Crecer - Abuso sexual a menores


La pequeña Carin, de ocho años, sostuvo con fuerza el lápiz en su puño cerrado, dibujando audaces líneas sobre el papel que yo acababa de darle. Me miró desafiante y dijo: ¡Yo nunca me haré mayor, no quiero hacerme mayor y tú no me puedes obligar!. De acuerdo, le dije: No tienes que hacerte mayor hasta que estés preparada. ¿Puedes decirme qué tiene de malo hacerse mayor? Suavemente la toqué en el brazo. Cambió el lápiz negreo por otro de color rojo señalándome con ello que su tristeza se había convertido en enfado. Rodeó las líneas negras del centro con círculos repintados de rojo, dibujando círculo tras círculo antes de contestarme. Porque duele mucho, dijo tranquilamente bajando su cabecita y apartando los ojos de mí. Esperé por si ella quería seguir hablando un poco más. Y no me gustan las cosas que hacen los mayores, otra vez desafiante, con los ojos brillantes, especialmente las cosas que hacen los niños. ¿Te ha hecho daño alguna persona mayor, Carin? Dudó, luego lentamente dijo: Si. ¿Quieres contármelo? Le dije con voz tranquilizadora. Dejó los lápices de colores y el papel, y bajando su cabecita dijo: Vas a creer que soy una niña mala y ya no me vas a querer si te lo cuento. Yo le dije: Carin, yo sé que tú no eres una niña mala. Eres una niña muy buena. A veces, a los niños les suceden cosas malas, pero eso no significa que el niño sea malo. Nada de lo que me cuentes hará que yo deje de quererte, así que ahora, ya puedes contarme lo que ha pasado.

☆ ☆ ☆

LO QUE SE PIDE:
A) Resume en dos oraciones el relato sobre la niña Carin.
B) Escribe la continuación del relato sobre Carin a partir de su última oración.
Para este trabajo no hace falta consultar los registros.

☆ ☆ ☆

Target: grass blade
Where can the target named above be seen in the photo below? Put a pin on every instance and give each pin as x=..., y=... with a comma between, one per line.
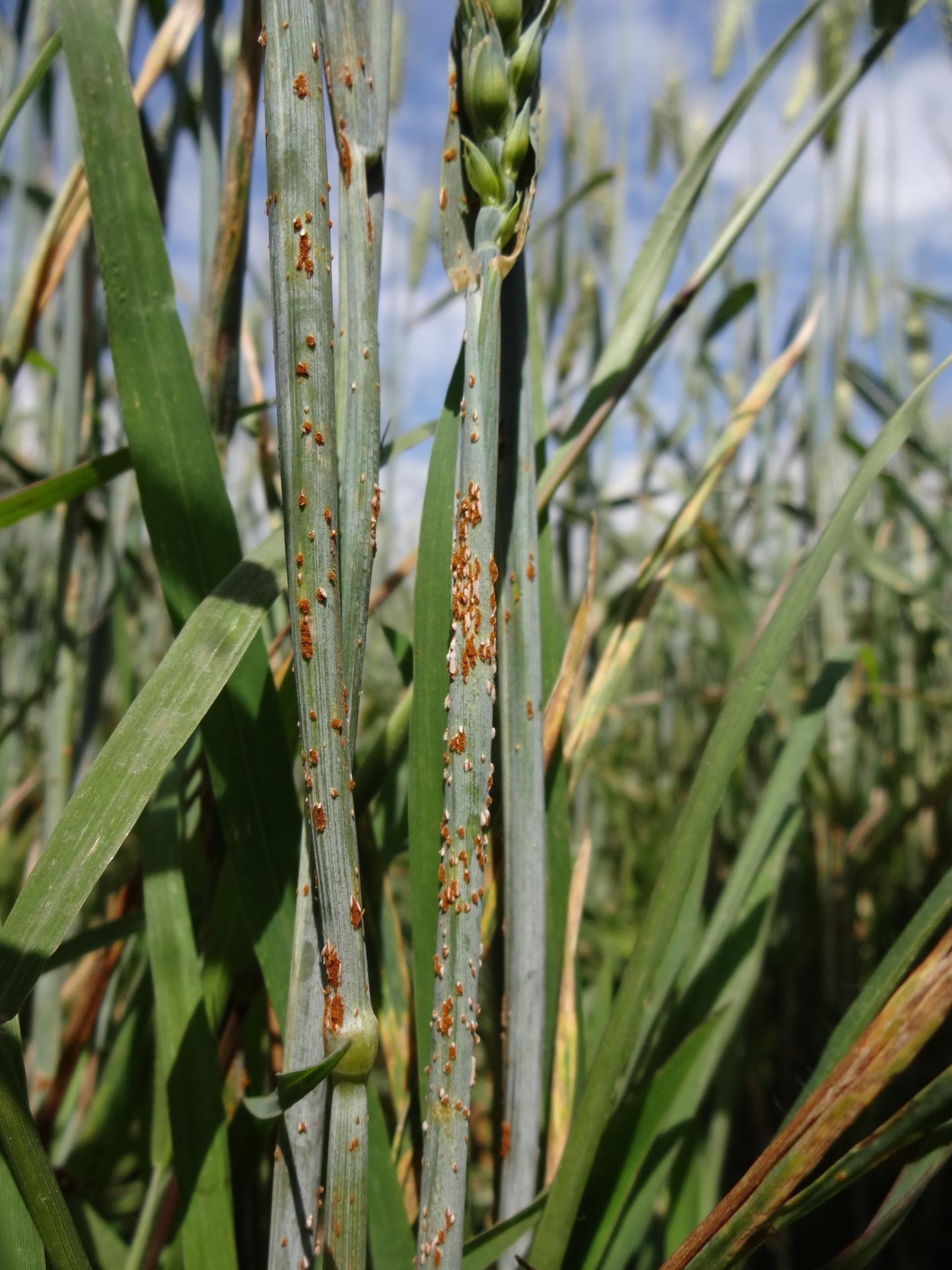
x=895, y=1208
x=626, y=635
x=45, y=494
x=28, y=84
x=357, y=48
x=521, y=718
x=299, y=237
x=28, y=1162
x=190, y=519
x=619, y=1044
x=885, y=1049
x=920, y=1118
x=390, y=1235
x=127, y=770
x=432, y=619
x=186, y=1046
x=292, y=1086
x=636, y=338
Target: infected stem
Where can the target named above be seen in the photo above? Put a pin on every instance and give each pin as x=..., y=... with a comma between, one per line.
x=303, y=364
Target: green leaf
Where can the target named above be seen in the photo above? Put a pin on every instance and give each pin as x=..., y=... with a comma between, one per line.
x=484, y=1250
x=619, y=1047
x=729, y=308
x=98, y=937
x=31, y=1169
x=127, y=770
x=190, y=523
x=294, y=1086
x=659, y=252
x=432, y=618
x=390, y=1235
x=883, y=984
x=20, y=1244
x=904, y=1194
x=31, y=80
x=636, y=338
x=184, y=1040
x=922, y=1118
x=44, y=494
x=407, y=441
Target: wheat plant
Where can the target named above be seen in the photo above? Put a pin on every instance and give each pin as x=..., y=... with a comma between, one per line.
x=560, y=883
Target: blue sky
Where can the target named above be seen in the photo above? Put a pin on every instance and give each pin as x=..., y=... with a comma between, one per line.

☆ ☆ ☆

RESULTADOS DEL EJERCICIO:
A) Carin, una niña de ocho años, dice mientras dibuja que no quiere hacerse mayor porque duele mucho y porque no le gustan las cosas que hacen los mayores, sobre todo los niños. Cuando admite que una persona mayor le ha hecho daño y teme que ya no la quieran si lo cuenta, quien narra le asegura que no es una niña mala y que nada de lo que cuente hará que deje de quererla.

B)
Carin cerró los ojos y empezó a llorar en silencio, mientras me contaba que su padrastro abusó de ella por primera vez en el granero sobre un montón de heno recién segado. Recordándolo se liberaba del dolor, curando la herida que aquel hecho le había producido. Ello ocurrió hace treinta y siete años. Fue el primer abuso sexual y se prolongó durante seis años más, repitiéndose cada semana hasta que a los catorce años se escapó de casa. Después de tantos años, las heridas emocionales estaban todavía sin cicatrizar, dolían y debían ser curadas antes de que Carin pudiera llegar a ser una adulta equilibrada.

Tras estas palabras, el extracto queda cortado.